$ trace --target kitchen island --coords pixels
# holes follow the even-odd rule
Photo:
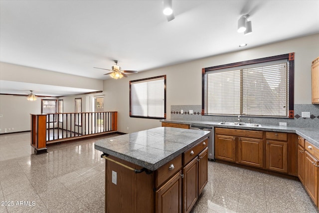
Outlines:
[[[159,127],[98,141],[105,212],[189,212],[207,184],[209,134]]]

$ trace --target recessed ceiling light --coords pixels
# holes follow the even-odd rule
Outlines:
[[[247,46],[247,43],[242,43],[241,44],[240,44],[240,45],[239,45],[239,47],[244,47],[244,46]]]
◆ ◆ ◆ ◆ ◆
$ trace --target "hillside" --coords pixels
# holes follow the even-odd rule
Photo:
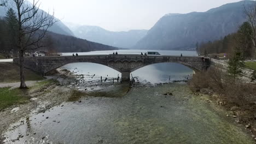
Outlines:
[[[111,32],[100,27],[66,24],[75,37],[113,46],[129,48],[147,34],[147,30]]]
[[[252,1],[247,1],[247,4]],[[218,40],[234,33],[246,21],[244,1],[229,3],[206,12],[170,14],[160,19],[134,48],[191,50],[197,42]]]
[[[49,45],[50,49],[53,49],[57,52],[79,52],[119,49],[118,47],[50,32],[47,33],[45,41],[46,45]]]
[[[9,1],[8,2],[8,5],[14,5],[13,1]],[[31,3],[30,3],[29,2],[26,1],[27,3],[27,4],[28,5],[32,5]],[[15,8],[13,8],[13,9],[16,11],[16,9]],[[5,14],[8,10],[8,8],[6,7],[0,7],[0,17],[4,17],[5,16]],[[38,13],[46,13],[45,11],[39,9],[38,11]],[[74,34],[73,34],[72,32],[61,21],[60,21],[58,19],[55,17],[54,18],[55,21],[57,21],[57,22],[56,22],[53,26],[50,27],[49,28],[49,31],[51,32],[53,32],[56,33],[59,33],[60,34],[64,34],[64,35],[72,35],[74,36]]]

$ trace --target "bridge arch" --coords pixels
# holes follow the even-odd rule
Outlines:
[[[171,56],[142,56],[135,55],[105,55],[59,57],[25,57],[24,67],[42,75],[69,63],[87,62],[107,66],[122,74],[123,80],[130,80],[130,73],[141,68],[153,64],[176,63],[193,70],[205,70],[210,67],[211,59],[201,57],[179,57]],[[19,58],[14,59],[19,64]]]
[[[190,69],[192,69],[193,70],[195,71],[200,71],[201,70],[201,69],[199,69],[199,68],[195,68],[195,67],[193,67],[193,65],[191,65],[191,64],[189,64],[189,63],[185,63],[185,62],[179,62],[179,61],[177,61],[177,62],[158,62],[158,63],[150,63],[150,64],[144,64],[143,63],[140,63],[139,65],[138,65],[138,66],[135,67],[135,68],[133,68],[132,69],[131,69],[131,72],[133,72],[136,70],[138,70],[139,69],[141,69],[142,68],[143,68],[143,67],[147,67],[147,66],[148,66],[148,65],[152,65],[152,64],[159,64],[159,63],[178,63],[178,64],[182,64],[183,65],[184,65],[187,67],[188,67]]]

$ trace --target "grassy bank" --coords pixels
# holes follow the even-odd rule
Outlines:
◆ ◆ ◆ ◆ ◆
* [Stated exercise]:
Please update the listing from the line with "island --coords pixels" up to and including the line with "[[[159,127],[98,141],[105,212],[189,212],[207,184],[209,134]]]", replacing "Outlines" with "Polygons" and leaving all else unchanged. Give back only those lines, without the pictures.

* [Result of this exercise]:
$ trace --target kitchen island --coords pixels
# holes follow the even-odd rule
Photo:
Polygons:
[[[159,127],[98,141],[105,212],[189,212],[207,184],[209,134]]]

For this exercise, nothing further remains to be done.